§ Excerpted text:
-- START --
Canada’s pipeline a pipe dream?

Plans to tap new markets by carrying oil from energy-rich region of Alberta through pipelines face host of hurdles.

At first glance, the small Canadian town of Kitimat may not have a lot to offer. The town, on the coast of British Columbia, has seen a population decline in recent years and many of the local factories have shut down, with the exception of the aluminum smelter that was the centre of Kitimat’s birth in the 1950s.

But one thing Kitimat does have is an excellent deepwater harbour. And thats what makes this unlikely spot the fulcrum for Canada’s effort to lever itself into a leading player in the worldwide energy market.

With the third-largest oil reserves in the world – or, by some estimates, the second-largest – Canada has become the top energy supplier to the United States and hopes to become the top supplier for other nations as well. Approximately 1.5 million barrels a day are produced now, and that number is expected to double or triple in the next decade.

“We see Canada growing to close to 5 million barrels a day by 2025, 2026,” Greg Stingham told Al Jazeera. Stingham is the vice-president for Oil Sands and Markets at the Canadian Association of Petroleum Producers. “We’re looking to place 2 million barrels a day from Canada into new markets. So that’s why we’re so interested in expanding.”

The main goal in Canada’s pipeline dreams is Asia, especially China. And the interest flows both ways.

Right now, Canada finds itself in a bit of a bind. With its black gold really only headed to its southern neighbour and production in the oil sands increasing rapidly, that creates a glut for producers in Alberta with limited pipeline options.

Producers and the Canadian government hoped to rectify that through TransCanada’s Keystone KL pipeline, which would carry crude from Canada to the Gulf of Mexico, but Washington has yet to approve it due to environmental concerns in the American midwest and is unlikely to move on it until after the November presidential election.
-- END --
§ Set problem 1: Summarize the article about Canada's oil pipeline plans in two sentences.
§ Set problem 2: Carry on writing the article about Canada's oil pipeline plans, picking up after its final sentence.
The data after this point has no connection to the article about Canada's oil pipeline plans.

§ Data extract:
-- START --
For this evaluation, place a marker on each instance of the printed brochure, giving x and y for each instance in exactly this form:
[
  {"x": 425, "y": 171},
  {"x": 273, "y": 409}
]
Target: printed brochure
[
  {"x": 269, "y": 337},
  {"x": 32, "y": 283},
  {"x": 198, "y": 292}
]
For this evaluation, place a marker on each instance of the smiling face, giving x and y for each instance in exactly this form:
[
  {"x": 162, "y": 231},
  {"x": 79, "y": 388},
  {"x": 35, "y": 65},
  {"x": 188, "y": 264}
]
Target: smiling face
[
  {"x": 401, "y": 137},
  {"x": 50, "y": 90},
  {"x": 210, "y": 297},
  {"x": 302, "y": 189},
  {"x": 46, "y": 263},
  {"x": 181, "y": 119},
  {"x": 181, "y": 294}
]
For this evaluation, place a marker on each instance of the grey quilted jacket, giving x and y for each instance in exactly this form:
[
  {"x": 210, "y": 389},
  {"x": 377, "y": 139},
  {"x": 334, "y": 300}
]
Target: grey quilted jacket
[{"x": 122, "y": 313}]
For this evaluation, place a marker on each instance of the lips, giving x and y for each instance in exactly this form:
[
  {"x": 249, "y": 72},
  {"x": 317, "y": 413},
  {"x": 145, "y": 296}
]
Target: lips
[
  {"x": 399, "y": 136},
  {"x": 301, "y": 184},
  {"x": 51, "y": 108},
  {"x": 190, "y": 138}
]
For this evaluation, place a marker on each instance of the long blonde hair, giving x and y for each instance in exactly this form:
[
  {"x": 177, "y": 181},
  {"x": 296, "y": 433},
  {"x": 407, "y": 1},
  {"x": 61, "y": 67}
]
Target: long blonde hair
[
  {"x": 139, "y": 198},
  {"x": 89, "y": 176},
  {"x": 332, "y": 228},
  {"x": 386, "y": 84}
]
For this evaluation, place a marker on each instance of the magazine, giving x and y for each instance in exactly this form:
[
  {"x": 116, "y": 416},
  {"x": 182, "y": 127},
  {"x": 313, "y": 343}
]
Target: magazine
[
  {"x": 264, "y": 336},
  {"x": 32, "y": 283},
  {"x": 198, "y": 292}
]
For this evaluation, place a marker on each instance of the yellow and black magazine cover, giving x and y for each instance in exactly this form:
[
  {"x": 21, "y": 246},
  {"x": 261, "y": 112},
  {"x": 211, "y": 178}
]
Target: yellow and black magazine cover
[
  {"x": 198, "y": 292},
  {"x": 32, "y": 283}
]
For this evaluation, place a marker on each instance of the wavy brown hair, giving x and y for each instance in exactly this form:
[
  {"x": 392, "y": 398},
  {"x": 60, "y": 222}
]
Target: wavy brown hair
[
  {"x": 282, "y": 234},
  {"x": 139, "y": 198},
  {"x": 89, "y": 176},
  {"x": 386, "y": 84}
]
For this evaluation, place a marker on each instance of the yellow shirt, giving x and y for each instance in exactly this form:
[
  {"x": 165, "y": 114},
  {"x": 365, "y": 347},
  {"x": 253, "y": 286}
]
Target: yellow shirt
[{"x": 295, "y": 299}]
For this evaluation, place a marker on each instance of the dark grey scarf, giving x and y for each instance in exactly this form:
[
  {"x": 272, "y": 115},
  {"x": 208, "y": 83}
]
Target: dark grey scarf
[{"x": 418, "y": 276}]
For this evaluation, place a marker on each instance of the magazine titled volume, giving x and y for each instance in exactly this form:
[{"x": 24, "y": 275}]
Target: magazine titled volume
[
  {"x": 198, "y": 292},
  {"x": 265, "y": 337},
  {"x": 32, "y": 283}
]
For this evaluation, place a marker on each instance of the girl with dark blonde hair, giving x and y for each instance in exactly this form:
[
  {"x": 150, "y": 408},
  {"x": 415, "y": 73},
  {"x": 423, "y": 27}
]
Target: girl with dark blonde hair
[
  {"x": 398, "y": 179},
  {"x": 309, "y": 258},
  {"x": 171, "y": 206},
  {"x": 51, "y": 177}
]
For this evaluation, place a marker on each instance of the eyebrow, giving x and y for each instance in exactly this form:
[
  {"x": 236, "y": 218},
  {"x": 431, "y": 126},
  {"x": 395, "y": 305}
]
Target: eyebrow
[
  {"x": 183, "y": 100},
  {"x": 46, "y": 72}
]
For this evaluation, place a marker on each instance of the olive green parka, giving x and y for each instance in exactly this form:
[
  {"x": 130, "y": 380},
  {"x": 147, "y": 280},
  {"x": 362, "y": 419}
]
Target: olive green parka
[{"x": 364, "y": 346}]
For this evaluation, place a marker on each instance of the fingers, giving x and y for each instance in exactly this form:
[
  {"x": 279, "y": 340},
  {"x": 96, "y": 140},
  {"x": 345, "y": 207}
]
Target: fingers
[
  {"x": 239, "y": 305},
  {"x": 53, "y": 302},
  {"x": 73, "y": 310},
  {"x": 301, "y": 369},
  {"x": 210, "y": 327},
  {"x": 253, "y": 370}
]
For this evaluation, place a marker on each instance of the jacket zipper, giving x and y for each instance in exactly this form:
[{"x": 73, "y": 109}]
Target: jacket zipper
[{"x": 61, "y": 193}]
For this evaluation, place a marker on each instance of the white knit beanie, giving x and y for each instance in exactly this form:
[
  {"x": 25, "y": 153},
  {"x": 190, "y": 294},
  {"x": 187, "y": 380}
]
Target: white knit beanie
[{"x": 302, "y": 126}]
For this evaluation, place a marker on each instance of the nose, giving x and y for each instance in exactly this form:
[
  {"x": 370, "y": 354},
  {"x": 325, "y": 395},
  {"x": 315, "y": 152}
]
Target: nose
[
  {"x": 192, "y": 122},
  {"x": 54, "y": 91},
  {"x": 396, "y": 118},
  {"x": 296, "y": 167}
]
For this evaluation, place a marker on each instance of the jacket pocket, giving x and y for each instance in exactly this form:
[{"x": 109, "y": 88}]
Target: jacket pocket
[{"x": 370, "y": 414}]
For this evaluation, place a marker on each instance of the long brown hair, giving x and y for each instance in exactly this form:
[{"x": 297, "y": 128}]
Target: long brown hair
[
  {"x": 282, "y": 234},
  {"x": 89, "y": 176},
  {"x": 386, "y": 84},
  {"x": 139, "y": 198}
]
-- END --
§ Task output 1: Canada has some of the world's largest oil reserves and expects its production to grow sharply, so it wants to sell oil to new markets, above all Asia and China, and the deepwater harbor at Kitimat, British Columbia, is central to that effort. Because Canadian oil goes almost entirely to the United States, Alberta producers face a glut, and TransCanada's proposed pipeline to the Gulf of Mexico has not been approved by Washington because of environmental concerns.

§ Task output 2:
“There is a limited market,” says Werner Antweiler, a professor of Economics at the University of British Columbia in Vancouver. “Right now the price difference can be as high as $30 a barrel, so every day the oil companies are losing a significant amount of money. They’re not getting paid the world price, they’re getting paid a lower price.”

A bridge to Asia

The solution? New markets and diversification. This is where Kitimat enters the picture. The port of Kitimat would be the endpoint of the proposed Northern Gateway pipeline carrying oil from Canada’s energy-rich province of Alberta to be shipped by large tankers to Asia. The $5.5bn project, proposed by pipeline construction firm Enbridge, would transport 525,000 barrels of oil a day from Kitimat if approved. The door to the Pacific does not lie in Kitimat alone. Northern Gateway is just one of a number of new pipeline projects aimed at transporting Canadian crude out of Alberta to new markets. Another firm, Kinder Morgan, has proposed a pipeline from Alberta to Vancouver, running alongside an existing but smaller pipeline.

Other projects are looking to different parts of Canada. Right now, eastern Canada imports most of its oil from other countries, such as Nigeria, Iraq and more recently Brazil. But the main goal in Canada’s pipeline dreams is Asia, especially China. And the interest flows both ways.

“In the past three or four years, there’s been significant Asian interest – China, Japan, Korea and even Thailand,” says Stingham. “It’s not concentrated in one area, but the biggest market is the Chinese market.”

Canadian Prime Minister Stephen Harper is fully aware of this. After Washington’s delay of Keystone XL, Canada’s Conservative government’s sights are firmly on China. Speaking to a banquet of business leaders in Guangzhou during a trade mission this past February, Harper made it clear that pipelines to the Pacific would become a reality. “It is increasingly clear that Canada’s commercial interests are best served through diversification of our energy markets. To this end, our government is committed to ensuring that Canada has the infrastructure necessary to move our energy resources to those diversified markets.”

But it won’t be a simple supply-and-demand equation. Northern Gateway in particular has run into a number of challenges in its bid for approval. Environmental groups and many of Canada’s indigenous communities have come out strongly against the proposal over fears of a pipeline breach and the possibility of an oil spill in delicate marine ecosystems. Unions have shown similar sentiment, but also criticised the strong possibility that the oil from both the Kitimat pipeline and the larger Vancouver pipeline would be refined in Asia, not Canada, which would mean far fewer jobs for Canadians.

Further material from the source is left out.